■ Your goal
Print only the line with "# test: point out the lush" and the lines after it, ending with the last line of the material, each exactly as it stands.

====== Provided data ======

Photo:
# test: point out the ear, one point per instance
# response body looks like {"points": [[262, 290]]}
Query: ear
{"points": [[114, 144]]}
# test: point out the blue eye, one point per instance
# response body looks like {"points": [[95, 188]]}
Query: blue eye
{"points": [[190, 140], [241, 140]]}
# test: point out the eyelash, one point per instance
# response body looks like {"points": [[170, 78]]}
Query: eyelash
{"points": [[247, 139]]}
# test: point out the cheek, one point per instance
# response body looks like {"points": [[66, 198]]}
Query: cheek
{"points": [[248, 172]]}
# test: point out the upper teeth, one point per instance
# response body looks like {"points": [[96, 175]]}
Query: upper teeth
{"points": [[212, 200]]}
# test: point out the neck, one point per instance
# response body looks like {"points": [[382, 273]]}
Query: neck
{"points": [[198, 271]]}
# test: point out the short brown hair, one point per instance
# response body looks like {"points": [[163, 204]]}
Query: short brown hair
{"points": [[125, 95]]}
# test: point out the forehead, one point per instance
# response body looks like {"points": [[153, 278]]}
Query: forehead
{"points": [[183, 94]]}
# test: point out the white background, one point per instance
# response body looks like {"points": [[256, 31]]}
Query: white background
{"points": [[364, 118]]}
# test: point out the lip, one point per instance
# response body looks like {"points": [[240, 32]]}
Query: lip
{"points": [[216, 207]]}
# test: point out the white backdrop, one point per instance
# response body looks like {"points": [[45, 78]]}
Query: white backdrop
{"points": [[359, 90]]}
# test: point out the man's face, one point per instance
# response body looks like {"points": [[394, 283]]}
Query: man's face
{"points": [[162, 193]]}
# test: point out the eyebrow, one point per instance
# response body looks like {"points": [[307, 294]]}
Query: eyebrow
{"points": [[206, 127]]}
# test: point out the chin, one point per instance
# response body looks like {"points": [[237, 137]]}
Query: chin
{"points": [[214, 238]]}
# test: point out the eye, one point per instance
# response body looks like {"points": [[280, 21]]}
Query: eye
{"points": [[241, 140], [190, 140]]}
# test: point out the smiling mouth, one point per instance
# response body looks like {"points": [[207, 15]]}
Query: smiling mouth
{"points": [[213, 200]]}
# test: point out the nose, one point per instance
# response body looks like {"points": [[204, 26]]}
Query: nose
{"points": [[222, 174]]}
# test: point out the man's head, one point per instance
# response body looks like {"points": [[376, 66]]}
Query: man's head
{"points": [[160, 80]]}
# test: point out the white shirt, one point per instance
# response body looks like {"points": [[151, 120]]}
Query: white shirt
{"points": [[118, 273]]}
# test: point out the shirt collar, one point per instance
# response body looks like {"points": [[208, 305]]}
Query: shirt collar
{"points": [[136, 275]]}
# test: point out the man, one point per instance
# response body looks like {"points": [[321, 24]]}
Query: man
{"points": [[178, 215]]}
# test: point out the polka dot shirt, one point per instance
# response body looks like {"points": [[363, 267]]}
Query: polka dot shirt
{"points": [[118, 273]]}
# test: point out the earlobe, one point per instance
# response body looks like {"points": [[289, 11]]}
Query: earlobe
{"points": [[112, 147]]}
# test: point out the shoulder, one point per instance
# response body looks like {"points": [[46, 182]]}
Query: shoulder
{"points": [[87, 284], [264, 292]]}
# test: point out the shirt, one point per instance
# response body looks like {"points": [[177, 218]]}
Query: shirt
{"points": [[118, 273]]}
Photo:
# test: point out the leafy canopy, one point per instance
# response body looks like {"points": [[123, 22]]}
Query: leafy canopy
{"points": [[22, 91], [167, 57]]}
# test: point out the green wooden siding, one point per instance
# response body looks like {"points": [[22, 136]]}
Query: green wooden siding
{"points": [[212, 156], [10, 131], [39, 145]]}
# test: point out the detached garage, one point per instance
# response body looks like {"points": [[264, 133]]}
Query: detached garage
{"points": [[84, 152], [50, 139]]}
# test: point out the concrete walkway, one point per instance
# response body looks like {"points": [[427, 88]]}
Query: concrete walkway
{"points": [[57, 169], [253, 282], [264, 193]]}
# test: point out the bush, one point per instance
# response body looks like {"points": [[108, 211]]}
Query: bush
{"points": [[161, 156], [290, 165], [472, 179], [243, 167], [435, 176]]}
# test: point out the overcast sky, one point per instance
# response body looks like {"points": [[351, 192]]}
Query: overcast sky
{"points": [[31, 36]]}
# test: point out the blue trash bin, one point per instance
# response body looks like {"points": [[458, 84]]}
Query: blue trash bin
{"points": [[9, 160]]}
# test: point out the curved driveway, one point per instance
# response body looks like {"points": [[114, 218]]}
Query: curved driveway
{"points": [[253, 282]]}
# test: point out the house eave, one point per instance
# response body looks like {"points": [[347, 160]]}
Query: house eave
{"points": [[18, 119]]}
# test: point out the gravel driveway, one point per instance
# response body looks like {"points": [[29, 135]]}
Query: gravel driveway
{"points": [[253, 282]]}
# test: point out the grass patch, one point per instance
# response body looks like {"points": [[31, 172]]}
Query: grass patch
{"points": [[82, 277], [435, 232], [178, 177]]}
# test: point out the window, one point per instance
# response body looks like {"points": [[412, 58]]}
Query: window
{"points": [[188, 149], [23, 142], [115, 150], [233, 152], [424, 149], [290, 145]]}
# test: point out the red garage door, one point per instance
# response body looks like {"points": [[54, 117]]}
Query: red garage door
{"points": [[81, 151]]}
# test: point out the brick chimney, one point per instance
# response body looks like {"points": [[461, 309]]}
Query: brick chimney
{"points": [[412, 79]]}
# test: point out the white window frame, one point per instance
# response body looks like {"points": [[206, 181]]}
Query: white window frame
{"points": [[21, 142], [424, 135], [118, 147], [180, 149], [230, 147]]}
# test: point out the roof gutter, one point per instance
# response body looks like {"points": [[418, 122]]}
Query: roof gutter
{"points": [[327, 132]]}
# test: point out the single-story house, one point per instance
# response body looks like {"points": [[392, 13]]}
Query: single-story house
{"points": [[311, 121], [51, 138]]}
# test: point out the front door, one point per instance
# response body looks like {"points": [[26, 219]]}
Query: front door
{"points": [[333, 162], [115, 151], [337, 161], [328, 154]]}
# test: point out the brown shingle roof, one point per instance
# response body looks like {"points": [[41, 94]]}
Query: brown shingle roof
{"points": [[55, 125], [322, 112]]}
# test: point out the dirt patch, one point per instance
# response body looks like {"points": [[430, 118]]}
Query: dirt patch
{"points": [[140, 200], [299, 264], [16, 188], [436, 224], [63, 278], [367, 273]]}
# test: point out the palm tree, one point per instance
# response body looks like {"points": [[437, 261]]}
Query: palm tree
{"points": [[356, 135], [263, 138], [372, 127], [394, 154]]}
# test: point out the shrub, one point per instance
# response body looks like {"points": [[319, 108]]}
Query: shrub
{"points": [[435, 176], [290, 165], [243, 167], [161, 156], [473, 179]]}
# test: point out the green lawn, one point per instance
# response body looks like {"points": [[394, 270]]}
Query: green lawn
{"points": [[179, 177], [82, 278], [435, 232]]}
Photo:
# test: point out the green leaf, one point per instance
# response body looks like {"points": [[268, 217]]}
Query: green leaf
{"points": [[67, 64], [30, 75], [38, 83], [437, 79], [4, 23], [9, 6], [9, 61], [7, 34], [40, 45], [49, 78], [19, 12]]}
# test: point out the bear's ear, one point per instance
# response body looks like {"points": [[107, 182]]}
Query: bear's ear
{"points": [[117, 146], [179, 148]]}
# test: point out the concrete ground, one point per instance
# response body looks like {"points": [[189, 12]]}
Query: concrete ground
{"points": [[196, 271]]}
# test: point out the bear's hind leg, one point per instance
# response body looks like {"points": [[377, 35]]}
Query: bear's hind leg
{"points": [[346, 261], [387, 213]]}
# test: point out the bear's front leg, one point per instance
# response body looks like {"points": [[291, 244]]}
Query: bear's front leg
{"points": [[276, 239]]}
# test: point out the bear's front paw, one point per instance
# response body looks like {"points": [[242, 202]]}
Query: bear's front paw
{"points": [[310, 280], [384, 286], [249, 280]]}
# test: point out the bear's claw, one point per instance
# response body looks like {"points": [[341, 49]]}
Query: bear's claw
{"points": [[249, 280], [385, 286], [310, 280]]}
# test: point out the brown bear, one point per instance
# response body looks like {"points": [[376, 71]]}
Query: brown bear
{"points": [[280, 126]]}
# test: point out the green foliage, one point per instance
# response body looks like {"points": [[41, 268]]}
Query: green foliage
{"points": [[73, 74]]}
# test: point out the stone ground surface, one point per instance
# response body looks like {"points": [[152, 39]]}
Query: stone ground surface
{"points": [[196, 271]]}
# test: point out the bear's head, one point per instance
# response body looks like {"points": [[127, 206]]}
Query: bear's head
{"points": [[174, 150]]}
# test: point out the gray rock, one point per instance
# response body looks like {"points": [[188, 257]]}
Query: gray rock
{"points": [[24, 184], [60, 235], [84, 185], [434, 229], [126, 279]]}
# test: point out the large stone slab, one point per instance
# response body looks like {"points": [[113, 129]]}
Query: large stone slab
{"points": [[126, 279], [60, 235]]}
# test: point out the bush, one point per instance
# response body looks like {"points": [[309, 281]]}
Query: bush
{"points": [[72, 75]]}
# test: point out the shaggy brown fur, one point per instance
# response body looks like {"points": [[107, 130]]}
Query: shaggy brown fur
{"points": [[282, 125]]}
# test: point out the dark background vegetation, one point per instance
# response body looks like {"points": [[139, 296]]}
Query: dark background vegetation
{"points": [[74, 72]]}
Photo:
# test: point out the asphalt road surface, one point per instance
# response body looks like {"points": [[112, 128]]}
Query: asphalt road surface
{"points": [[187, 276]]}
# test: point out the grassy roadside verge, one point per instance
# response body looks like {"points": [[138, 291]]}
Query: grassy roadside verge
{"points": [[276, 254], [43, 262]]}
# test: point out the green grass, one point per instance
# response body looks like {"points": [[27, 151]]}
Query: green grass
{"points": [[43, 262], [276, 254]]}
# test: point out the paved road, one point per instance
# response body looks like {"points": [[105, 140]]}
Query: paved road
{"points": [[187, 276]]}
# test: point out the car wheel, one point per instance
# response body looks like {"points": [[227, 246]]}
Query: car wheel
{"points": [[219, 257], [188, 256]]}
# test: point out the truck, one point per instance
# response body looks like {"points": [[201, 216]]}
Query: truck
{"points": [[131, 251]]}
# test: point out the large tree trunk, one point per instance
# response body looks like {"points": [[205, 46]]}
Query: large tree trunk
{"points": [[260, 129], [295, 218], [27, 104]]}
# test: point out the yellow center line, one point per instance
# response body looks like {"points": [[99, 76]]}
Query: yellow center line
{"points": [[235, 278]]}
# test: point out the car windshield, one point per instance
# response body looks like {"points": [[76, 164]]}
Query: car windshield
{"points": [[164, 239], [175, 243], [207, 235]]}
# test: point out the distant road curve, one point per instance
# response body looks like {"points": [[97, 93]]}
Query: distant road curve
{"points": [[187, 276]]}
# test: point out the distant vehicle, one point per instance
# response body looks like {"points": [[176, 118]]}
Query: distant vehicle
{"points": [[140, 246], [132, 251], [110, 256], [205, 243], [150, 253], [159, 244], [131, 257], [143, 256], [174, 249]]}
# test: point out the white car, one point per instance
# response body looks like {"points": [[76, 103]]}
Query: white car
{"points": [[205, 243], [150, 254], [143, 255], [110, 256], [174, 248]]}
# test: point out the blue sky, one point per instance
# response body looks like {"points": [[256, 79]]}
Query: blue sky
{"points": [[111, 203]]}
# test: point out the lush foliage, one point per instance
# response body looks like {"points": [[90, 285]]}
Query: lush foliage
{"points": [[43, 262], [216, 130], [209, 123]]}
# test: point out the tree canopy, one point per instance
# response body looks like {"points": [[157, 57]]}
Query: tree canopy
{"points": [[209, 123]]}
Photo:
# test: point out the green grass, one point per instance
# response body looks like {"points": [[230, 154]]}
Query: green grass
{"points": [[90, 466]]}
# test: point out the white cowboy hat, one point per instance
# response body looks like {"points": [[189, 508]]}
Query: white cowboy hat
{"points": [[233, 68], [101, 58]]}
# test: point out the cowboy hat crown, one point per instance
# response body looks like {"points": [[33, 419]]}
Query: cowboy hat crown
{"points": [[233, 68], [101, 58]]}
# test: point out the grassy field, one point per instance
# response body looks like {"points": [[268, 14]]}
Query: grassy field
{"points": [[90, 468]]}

======

■ Expected output
# test: point out the lush foliage, one point per instance
# response body looks like {"points": [[90, 285]]}
Query: lush foliage
{"points": [[43, 262], [216, 130], [209, 123]]}
# test: point out the tree canopy, one point per instance
# response body looks like {"points": [[157, 57]]}
Query: tree canopy
{"points": [[209, 123]]}
Photo:
# test: point out the green grass, one point per instance
# response body looks like {"points": [[230, 154]]}
Query: green grass
{"points": [[90, 466]]}
# test: point out the white cowboy hat, one point per instance
# response body looks like {"points": [[189, 508]]}
Query: white cowboy hat
{"points": [[233, 68], [101, 58]]}
# test: point out the cowboy hat crown, one point per instance
# response body looks like {"points": [[33, 419]]}
Query: cowboy hat crown
{"points": [[233, 68], [101, 58]]}
# test: point out the grassy field, one point per instance
# response body looks like {"points": [[268, 14]]}
Query: grassy field
{"points": [[90, 468]]}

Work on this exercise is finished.